Set problem: Copy all the material that follows, keeping every character the same.

..............................

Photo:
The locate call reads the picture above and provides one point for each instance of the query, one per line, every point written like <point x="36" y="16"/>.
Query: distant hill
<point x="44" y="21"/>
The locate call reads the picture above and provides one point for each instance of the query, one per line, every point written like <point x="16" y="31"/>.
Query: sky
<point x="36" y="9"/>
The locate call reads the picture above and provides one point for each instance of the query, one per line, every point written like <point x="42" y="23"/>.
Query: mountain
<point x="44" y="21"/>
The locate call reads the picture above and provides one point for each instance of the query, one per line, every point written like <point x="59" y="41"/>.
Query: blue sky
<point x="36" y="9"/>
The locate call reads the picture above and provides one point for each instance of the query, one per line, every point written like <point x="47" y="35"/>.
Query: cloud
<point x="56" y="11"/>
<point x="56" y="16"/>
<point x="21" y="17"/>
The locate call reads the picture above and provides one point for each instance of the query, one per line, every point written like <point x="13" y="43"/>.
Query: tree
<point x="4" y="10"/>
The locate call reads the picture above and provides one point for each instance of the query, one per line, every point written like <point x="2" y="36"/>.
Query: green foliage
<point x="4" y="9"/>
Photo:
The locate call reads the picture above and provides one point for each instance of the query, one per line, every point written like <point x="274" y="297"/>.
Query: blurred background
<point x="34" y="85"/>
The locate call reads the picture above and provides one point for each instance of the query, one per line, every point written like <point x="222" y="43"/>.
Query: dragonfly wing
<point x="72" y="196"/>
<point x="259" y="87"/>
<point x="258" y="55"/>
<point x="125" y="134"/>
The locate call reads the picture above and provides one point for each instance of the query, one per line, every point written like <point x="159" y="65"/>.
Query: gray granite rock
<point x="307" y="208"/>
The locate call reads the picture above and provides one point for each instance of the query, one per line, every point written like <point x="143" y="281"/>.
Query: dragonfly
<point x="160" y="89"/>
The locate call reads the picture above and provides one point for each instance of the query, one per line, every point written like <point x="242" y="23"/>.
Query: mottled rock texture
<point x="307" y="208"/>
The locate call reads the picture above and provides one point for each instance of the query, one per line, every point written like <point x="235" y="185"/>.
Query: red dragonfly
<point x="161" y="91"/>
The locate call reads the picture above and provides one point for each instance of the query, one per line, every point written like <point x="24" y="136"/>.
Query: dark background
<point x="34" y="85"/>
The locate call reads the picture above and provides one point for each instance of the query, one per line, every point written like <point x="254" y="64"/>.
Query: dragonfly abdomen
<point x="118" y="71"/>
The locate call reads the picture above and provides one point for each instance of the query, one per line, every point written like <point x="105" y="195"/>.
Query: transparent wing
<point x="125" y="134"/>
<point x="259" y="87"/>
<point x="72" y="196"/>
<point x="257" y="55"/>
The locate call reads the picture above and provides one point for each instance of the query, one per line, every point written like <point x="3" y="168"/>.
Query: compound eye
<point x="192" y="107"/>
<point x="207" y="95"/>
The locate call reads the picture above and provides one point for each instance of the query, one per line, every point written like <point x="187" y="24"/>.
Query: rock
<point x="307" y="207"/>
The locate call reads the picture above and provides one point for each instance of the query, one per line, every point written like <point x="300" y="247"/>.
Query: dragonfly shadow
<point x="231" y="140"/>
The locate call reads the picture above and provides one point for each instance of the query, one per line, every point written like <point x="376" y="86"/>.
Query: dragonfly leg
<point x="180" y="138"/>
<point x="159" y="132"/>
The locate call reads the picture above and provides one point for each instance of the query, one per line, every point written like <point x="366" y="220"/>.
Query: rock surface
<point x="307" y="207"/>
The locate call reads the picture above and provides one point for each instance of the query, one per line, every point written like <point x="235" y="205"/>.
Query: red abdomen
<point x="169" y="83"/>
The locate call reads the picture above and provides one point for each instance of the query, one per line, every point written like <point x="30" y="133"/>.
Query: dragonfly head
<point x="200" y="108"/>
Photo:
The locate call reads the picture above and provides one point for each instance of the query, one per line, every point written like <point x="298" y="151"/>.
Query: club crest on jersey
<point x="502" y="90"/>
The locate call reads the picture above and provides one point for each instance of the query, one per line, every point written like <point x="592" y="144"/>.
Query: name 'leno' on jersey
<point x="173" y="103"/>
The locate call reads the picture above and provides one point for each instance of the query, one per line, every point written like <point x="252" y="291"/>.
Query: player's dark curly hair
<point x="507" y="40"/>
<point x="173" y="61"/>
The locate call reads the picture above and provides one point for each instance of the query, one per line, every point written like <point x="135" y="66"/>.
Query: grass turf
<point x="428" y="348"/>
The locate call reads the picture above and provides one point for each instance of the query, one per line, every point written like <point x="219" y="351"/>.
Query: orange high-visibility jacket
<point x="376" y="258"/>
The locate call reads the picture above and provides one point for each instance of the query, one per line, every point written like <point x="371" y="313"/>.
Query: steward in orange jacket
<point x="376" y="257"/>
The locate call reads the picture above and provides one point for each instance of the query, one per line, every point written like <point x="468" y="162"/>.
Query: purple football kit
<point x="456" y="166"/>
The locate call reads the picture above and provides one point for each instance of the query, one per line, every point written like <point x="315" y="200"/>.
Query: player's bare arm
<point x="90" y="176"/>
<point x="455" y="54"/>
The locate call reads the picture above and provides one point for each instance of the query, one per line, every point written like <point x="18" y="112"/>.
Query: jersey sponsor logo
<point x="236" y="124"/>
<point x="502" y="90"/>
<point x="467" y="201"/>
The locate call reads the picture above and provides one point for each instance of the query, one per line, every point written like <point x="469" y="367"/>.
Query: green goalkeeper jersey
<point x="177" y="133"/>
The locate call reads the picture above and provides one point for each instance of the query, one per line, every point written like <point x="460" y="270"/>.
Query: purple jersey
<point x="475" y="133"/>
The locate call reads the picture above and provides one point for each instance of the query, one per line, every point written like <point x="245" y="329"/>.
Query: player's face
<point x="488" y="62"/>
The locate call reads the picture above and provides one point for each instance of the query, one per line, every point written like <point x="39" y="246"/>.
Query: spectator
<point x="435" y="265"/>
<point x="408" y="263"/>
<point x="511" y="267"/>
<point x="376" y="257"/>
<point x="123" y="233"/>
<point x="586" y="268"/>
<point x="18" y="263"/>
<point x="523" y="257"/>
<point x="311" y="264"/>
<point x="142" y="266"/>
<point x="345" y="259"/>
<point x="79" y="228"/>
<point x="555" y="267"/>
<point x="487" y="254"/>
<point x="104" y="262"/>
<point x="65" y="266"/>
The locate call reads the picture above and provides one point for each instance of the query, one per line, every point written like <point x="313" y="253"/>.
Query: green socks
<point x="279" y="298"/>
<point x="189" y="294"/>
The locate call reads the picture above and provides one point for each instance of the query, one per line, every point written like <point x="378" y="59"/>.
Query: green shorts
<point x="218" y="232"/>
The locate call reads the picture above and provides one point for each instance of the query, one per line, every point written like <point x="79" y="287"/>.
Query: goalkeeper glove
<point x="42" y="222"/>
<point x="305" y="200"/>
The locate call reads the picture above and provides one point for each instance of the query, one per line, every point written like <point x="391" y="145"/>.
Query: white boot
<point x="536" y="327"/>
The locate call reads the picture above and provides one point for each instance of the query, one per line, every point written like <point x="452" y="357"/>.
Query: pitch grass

..............................

Response to the task:
Photo:
The locate call reads the picture above and provides one point for each instance of the query, one per line, every point written like <point x="36" y="16"/>.
Query: distant hill
<point x="44" y="21"/>
The locate call reads the picture above and provides one point for each instance of the query, one per line, every point written like <point x="16" y="31"/>.
Query: sky
<point x="36" y="9"/>
The locate call reads the picture above and provides one point for each instance of the query, one per line, every point written like <point x="42" y="23"/>.
Query: mountain
<point x="44" y="21"/>
The locate call reads the picture above and provides one point for each instance of the query, one per line, every point written like <point x="59" y="41"/>.
Query: blue sky
<point x="36" y="9"/>
The locate call reads the picture above and provides one point for each instance of the query, one per line, every point written like <point x="47" y="35"/>.
Query: cloud
<point x="56" y="11"/>
<point x="56" y="16"/>
<point x="21" y="17"/>
The locate call reads the picture above and provides one point for each instance of the query, one per line, every point written like <point x="13" y="43"/>.
Query: tree
<point x="4" y="10"/>
The locate call reads the picture above and provides one point for each instance of the query, one per line, every point written like <point x="2" y="36"/>.
Query: green foliage
<point x="4" y="9"/>
Photo:
The locate call reads the picture above and provides one point for each instance of the query, one per line, every point written like <point x="274" y="297"/>.
Query: blurred background
<point x="34" y="85"/>
The locate call reads the picture above and provides one point for each instance of the query, one per line, every point written like <point x="222" y="43"/>.
Query: dragonfly wing
<point x="72" y="196"/>
<point x="259" y="87"/>
<point x="258" y="55"/>
<point x="125" y="134"/>
The locate call reads the picture above and provides one point for each instance of the query, one per line, every point written like <point x="159" y="65"/>.
Query: gray granite rock
<point x="307" y="208"/>
The locate call reads the picture above and provides one point for each instance of the query, one per line, every point written like <point x="143" y="281"/>.
Query: dragonfly
<point x="160" y="89"/>
The locate call reads the picture above and provides one point for each instance of the query, one per line, every point written like <point x="242" y="23"/>.
Query: mottled rock texture
<point x="307" y="208"/>
The locate call reads the picture above and provides one point for each instance of the query, one per line, every point written like <point x="235" y="185"/>.
Query: red dragonfly
<point x="161" y="91"/>
The locate call reads the picture above and provides one point for each instance of the query, one per line, every point written like <point x="24" y="136"/>.
Query: dark background
<point x="34" y="85"/>
The locate call reads the picture above and provides one point for each instance of the query, one per line, every point written like <point x="254" y="64"/>.
Query: dragonfly abdomen
<point x="118" y="71"/>
The locate call reads the picture above and provides one point for each instance of the query, one per line, every point written like <point x="105" y="195"/>.
Query: transparent wing
<point x="125" y="134"/>
<point x="259" y="87"/>
<point x="72" y="196"/>
<point x="257" y="55"/>
The locate call reads the picture above and provides one point for each instance of the query, one per line, every point written like <point x="3" y="168"/>.
Query: compound eye
<point x="192" y="107"/>
<point x="207" y="95"/>
The locate call reads the picture above and provides one point for each instance of the query, one per line, every point written like <point x="187" y="24"/>.
Query: rock
<point x="307" y="207"/>
The locate call reads the picture above and provides one point for each instance of the query, one per line, every point written like <point x="300" y="247"/>.
Query: dragonfly shadow
<point x="231" y="140"/>
The locate call reads the picture above and provides one point for each instance of the query, one per line, every point written like <point x="376" y="86"/>.
Query: dragonfly leg
<point x="180" y="138"/>
<point x="159" y="132"/>
The locate call reads the picture above and provides one point for each instance of the query, one per line, every point written like <point x="366" y="220"/>.
Query: rock surface
<point x="307" y="207"/>
The locate call reads the picture above and provides one point for each instance of the query, one per line, every point written like <point x="235" y="205"/>.
Query: red abdomen
<point x="169" y="83"/>
The locate call reads the picture above and provides one point for each instance of the query, one per line, every point written like <point x="30" y="133"/>.
Query: dragonfly head
<point x="200" y="108"/>
Photo:
The locate call reads the picture above and provides one point for each instance of the query, one per line, every point written like <point x="298" y="151"/>.
Query: club crest on jersey
<point x="502" y="90"/>
The locate call reads the picture above and provides one point for each instance of the query, one per line, every point written like <point x="592" y="144"/>.
Query: name 'leno' on jersey
<point x="173" y="103"/>
The locate call reads the picture above and provides one point for each instance of the query, one per line, every point written like <point x="252" y="291"/>.
Query: player's dark curly hair
<point x="507" y="40"/>
<point x="173" y="61"/>
The locate call reads the picture above and provides one point for each instance of the query, one per line, every point written like <point x="135" y="66"/>.
Query: grass turf
<point x="428" y="348"/>
The locate call reads the picture above and provides one point for each instance of the query, one per line, every point written like <point x="219" y="351"/>.
Query: orange high-visibility jacket
<point x="376" y="258"/>
The locate call reads the picture above and provides one point for each instance of the query, one per line, every point written like <point x="371" y="313"/>.
Query: steward in orange jacket
<point x="376" y="257"/>
The locate call reads the picture above and provides one point for each instance of the query, one per line, every point written like <point x="468" y="162"/>.
Query: purple football kit
<point x="456" y="166"/>
The locate call reads the picture above and provides one point for each instance of the query, one per line, every point written like <point x="315" y="200"/>.
Query: player's bare arm
<point x="90" y="176"/>
<point x="455" y="54"/>
The locate call reads the picture above and provides one point for each instance of the query, one per line, every point written like <point x="18" y="112"/>.
Query: jersey sponsor logo
<point x="236" y="124"/>
<point x="502" y="90"/>
<point x="467" y="201"/>
The locate call reads the picture above and provides one point for each instance of the query, one per line, every point written like <point x="469" y="367"/>.
Query: green goalkeeper jersey
<point x="177" y="133"/>
The locate call reads the picture above and provides one point for each instance of the query, one per line, every point written like <point x="460" y="270"/>.
Query: purple jersey
<point x="475" y="133"/>
The locate call reads the picture above and provides one point for each instance of the query, one per line, every point written like <point x="245" y="329"/>.
Query: player's face
<point x="488" y="62"/>
The locate call reads the picture above and provides one point for each instance of the query, one per line, every point written like <point x="39" y="246"/>.
Query: spectator
<point x="435" y="265"/>
<point x="408" y="263"/>
<point x="511" y="267"/>
<point x="376" y="257"/>
<point x="123" y="233"/>
<point x="586" y="268"/>
<point x="18" y="263"/>
<point x="523" y="257"/>
<point x="311" y="264"/>
<point x="142" y="266"/>
<point x="345" y="259"/>
<point x="79" y="228"/>
<point x="555" y="267"/>
<point x="487" y="254"/>
<point x="104" y="262"/>
<point x="65" y="266"/>
The locate call reads the picture above and provides one point for each instance of the query, one per line, every point written like <point x="313" y="253"/>.
Query: green socks
<point x="279" y="298"/>
<point x="189" y="294"/>
The locate call reads the picture above and provides one point for each instance of the query, one per line, every point written like <point x="378" y="59"/>.
Query: green shorts
<point x="218" y="232"/>
The locate call reads the picture above and provides one point for each instance of the query, one per line, every point written like <point x="79" y="287"/>.
Query: goalkeeper glove
<point x="42" y="222"/>
<point x="305" y="200"/>
The locate call reads the picture above and provides one point for each instance of the query, one per line, every point written like <point x="391" y="145"/>.
Query: white boot
<point x="536" y="327"/>
The locate call reads the picture above and provides one point for each instance of the query, one per line, every point written like <point x="452" y="357"/>.
Query: pitch grass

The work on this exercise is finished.